What the task asks:
Write each entry out once more, please, precisely as shown.
++++++
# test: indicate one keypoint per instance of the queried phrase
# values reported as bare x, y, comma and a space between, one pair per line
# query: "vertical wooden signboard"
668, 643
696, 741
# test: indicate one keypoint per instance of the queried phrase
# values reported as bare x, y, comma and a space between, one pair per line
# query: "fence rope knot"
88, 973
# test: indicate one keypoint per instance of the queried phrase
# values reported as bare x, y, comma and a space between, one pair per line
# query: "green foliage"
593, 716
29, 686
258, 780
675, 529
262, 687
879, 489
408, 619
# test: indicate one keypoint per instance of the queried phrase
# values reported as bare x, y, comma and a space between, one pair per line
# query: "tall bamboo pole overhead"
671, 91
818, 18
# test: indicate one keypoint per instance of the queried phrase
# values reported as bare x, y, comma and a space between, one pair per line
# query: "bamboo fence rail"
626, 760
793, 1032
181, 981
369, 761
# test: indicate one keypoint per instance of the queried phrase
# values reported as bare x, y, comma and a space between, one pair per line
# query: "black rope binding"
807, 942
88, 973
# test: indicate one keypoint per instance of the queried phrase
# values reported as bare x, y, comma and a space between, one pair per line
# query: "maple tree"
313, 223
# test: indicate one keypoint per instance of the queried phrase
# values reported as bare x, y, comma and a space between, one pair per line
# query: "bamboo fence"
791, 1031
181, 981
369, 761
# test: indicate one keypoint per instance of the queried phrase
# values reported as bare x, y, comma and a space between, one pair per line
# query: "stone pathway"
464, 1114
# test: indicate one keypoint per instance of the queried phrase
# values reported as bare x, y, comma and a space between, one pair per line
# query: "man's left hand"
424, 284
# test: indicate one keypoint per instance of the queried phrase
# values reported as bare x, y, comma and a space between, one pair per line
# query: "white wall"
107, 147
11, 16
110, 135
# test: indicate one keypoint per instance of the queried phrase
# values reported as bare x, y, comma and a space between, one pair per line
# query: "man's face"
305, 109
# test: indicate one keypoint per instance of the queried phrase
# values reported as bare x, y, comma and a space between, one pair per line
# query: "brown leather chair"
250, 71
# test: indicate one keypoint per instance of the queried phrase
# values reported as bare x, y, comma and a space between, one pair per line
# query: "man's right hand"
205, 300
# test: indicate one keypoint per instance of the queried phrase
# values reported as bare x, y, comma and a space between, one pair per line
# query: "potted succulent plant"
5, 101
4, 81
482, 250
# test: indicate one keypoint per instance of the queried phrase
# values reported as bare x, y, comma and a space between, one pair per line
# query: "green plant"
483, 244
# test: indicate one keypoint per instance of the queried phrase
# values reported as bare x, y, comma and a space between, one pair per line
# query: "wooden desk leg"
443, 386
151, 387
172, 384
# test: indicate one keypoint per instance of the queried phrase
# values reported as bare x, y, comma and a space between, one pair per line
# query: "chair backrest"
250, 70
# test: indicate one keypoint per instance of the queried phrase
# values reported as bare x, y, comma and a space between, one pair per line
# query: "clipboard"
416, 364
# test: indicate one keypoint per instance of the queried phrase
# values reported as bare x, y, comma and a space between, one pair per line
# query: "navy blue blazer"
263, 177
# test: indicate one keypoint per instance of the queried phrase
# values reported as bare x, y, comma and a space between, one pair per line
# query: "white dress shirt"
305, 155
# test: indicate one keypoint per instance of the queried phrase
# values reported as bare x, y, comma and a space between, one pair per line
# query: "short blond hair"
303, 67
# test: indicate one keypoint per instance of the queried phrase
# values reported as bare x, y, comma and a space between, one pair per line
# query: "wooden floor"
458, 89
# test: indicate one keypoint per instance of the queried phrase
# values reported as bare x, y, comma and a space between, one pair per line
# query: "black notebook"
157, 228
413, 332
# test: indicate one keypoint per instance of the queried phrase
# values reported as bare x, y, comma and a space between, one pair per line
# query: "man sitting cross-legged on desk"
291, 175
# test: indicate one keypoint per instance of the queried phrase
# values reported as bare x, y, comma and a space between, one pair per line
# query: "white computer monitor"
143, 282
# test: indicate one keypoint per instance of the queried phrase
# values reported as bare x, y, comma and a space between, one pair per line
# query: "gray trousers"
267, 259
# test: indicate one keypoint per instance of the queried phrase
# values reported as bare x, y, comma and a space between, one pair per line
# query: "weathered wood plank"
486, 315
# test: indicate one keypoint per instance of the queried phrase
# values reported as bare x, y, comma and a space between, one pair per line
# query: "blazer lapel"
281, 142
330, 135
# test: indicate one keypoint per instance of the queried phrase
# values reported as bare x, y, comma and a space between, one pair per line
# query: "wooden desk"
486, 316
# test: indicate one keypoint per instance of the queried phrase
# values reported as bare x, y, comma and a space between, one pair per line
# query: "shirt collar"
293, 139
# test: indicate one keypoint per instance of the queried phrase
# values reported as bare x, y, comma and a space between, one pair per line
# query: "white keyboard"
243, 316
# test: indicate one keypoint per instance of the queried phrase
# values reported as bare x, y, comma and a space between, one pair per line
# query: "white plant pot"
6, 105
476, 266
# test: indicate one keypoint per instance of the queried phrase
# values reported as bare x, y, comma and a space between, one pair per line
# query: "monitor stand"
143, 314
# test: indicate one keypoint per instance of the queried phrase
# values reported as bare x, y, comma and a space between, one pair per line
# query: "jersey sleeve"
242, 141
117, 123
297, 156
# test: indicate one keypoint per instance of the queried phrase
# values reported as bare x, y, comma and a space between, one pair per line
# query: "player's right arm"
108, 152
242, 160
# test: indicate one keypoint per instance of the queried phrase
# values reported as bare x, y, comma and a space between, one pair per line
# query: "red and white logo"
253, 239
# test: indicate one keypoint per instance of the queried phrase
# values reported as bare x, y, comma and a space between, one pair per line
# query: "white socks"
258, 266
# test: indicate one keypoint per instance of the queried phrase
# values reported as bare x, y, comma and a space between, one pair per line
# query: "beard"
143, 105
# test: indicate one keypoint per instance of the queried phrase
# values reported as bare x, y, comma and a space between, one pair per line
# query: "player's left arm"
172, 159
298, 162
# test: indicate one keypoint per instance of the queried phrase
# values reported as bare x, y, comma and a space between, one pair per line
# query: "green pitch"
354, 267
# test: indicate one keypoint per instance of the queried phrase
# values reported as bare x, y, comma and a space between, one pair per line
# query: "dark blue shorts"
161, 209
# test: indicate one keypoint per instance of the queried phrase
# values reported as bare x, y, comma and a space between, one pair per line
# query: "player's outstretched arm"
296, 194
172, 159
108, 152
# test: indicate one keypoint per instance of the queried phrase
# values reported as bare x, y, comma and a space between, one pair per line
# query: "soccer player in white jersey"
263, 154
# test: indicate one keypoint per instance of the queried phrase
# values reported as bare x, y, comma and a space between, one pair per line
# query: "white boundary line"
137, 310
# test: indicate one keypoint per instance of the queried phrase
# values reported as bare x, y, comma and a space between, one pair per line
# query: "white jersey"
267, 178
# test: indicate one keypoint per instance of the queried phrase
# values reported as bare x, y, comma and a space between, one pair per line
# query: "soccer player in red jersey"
++++++
Solution to this exercise:
# test: indicate one keypoint per instance of the queried phrase
# values reported as bare x, y, comma and a space between, one pair per line
# query: "vertical wooden signboard"
668, 643
696, 741
# test: indicate one keypoint per instance of the queried phrase
# values reported as bare x, y, comma and a space between, one pair per line
# query: "fence rope knot"
88, 973
# test: indicate one keypoint per instance of the queried phrase
# values reported as bare x, y, comma and a space between, one pair per line
# query: "green foliage"
593, 716
29, 686
258, 780
675, 529
262, 687
879, 489
408, 619
# test: indicate one keypoint per instance of the queried phrase
# values reported as bare x, y, comma and a space between, one pair per line
# query: "tall bamboo pole overhead"
671, 91
818, 18
# test: indicate one keypoint per instance of the queried phrase
# values reported as bare x, y, comma and a space between, one pair per line
# query: "bamboo fence rail"
626, 760
793, 1032
181, 981
369, 761
# test: indicate one keypoint per instance of the queried phrase
# values reported as bare x, y, comma and a space between, one pair per line
# query: "black rope binding"
807, 942
88, 973
# test: indicate one keypoint per instance of the queried phrase
# values reported as bare x, y, comma and a space between, one pair per line
# query: "maple tree"
313, 223
# test: indicate one keypoint per instance of the queried phrase
# values reported as bare x, y, comma and a space between, one pair per line
# query: "bamboo fence"
791, 1031
181, 981
369, 761
# test: indicate one keypoint per instance of the queried phrase
# values reported as bare x, y, comma and a space between, one pair per line
# query: "stone pathway"
464, 1114
# test: indicate one keypoint per instance of the queried phrase
# values reported as bare x, y, comma and a space between, one pair per line
# query: "man's left hand"
424, 284
# test: indicate one keypoint per instance of the queried phrase
# values reported as bare x, y, comma and a space between, one pair per line
# query: "white wall"
107, 147
11, 16
110, 135
# test: indicate one keypoint per instance of the queried phrase
# values reported as bare x, y, comma and a space between, one pair per line
# query: "man's face"
305, 109
# test: indicate one keypoint per instance of the queried phrase
# values reported as bare x, y, comma and a space between, one pair per line
# query: "brown leather chair"
250, 71
# test: indicate one keypoint per instance of the queried phrase
# values reported as bare x, y, comma and a space between, one pair per line
# query: "man's right hand"
205, 300
# test: indicate one keypoint per instance of the queried phrase
# values reported as bare x, y, comma and a space between, one pair per line
# query: "potted succulent plant"
5, 101
4, 81
482, 250
# test: indicate one keypoint per instance of the queried phrase
# values reported as bare x, y, comma and a space between, one pair per line
# query: "green plant"
483, 244
# test: indicate one keypoint per instance of the queried phrase
# values reported as bare x, y, comma and a space between, one pair per line
# query: "wooden desk leg"
443, 386
151, 387
172, 384
# test: indicate one keypoint per instance of the queried phrase
# values reported as bare x, y, comma and a space between, one pair per line
# query: "chair backrest"
250, 70
# test: indicate one keypoint per instance of the queried phrase
# values reported as bare x, y, comma and a space between, one pair per line
# query: "clipboard"
416, 364
# test: indicate one keypoint per instance of the queried phrase
# values reported as bare x, y, comma and a space between, one pair per line
# query: "navy blue blazer"
263, 177
# test: indicate one keypoint per instance of the queried phrase
# values reported as bare x, y, comma and a space between, one pair per line
# query: "white dress shirt"
305, 155
# test: indicate one keypoint per instance of the queried phrase
# values reported as bare x, y, comma and a space between, one pair per line
# query: "short blond hair"
303, 67
# test: indicate one keypoint per instance of the queried phrase
# values reported as bare x, y, comma and a space between, one pair per line
# query: "wooden floor"
458, 89
# test: indicate one keypoint per instance of the queried phrase
# values reported as bare x, y, comma and a space between, one pair per line
# query: "black notebook"
157, 228
413, 332
# test: indicate one keypoint per instance of the queried phrase
# values reported as bare x, y, comma and a space between, one pair per line
# query: "man sitting cross-legged on desk"
291, 175
# test: indicate one keypoint per instance of the queried phrase
# values reported as bare x, y, comma and a space between, one pair per line
# query: "white computer monitor"
143, 282
# test: indicate one keypoint per instance of the queried phrase
# values reported as bare x, y, comma and a space between, one pair per line
# query: "gray trousers"
267, 259
# test: indicate one keypoint per instance of the queried phrase
# values reported as bare x, y, comma and a space between, one pair per line
# query: "weathered wood plank"
486, 315
# test: indicate one keypoint per instance of the queried phrase
# values reported as bare x, y, comma and a space between, one pair per line
# query: "blazer lapel"
281, 142
330, 135
# test: indicate one keypoint per instance of the queried phrase
# values reported as bare x, y, comma and a space between, one pair per line
# query: "wooden desk"
486, 316
# test: indicate one keypoint per instance of the queried phrase
# values reported as bare x, y, comma and a space between, one pair per line
# query: "shirt collar"
293, 139
# test: indicate one keypoint per instance of the queried phrase
# values reported as bare x, y, comma and a space between, one pair per line
# query: "white keyboard"
243, 316
# test: indicate one keypoint per instance of the queried phrase
# values reported as bare x, y, comma and a space between, one pair per line
# query: "white plant pot"
6, 105
476, 266
# test: indicate one keypoint per instance of the queried phrase
# values reported as bare x, y, comma and a space between, one pair per line
# query: "monitor stand"
143, 314
# test: indicate one keypoint per instance of the queried phrase
# values reported as bare x, y, comma and a space between, one pair per line
# query: "jersey sleeve"
242, 141
117, 123
297, 156
# test: indicate one keypoint per instance of the queried phrase
# values reported as bare x, y, comma and a space between, one pair per line
# query: "player's right arm"
108, 152
242, 160
# test: indicate one keypoint per instance of the queried phrase
# values reported as bare x, y, comma and a space between, one pair per line
# query: "red and white logo"
253, 239
# test: indicate one keypoint per instance of the queried phrase
# values reported as bare x, y, comma and a space between, one pair per line
# query: "white socks"
258, 266
# test: indicate one keypoint per instance of the queried phrase
# values reported as bare x, y, comma and a space between, one pair per line
# query: "beard"
143, 105
# test: indicate one keypoint per instance of the queried phrase
# values reported as bare x, y, comma and a space between, one pair per line
# query: "player's left arm"
172, 159
298, 162
# test: indicate one keypoint per instance of the queried phrase
# values reported as bare x, y, comma and a space between, one pair per line
# query: "green pitch"
354, 267
# test: indicate one keypoint per instance of the queried phrase
# values reported as bare x, y, comma and a space between, one pair per line
# query: "dark blue shorts"
161, 209
# test: indicate one keypoint per instance of the queried phrase
# values reported as bare x, y, comma and a space between, one pair per line
# query: "player's outstretched arm"
296, 194
172, 159
108, 152
# test: indicate one keypoint per instance of the queried phrase
# values reported as bare x, y, comma and a space between, one pair per line
# query: "soccer player in white jersey"
263, 154
# test: indicate one keypoint per instance of the queried phrase
# values reported as bare x, y, comma and a space between, one pair per line
# query: "white boundary line"
137, 310
# test: indicate one keypoint per instance of the queried phrase
# values reported as bare x, y, comma and a space between, one pair per line
# query: "white jersey"
267, 178
# test: indicate one keypoint per instance of the queried phrase
# values reported as bare x, y, comma and a space between, one pair per line
# query: "soccer player in red jersey"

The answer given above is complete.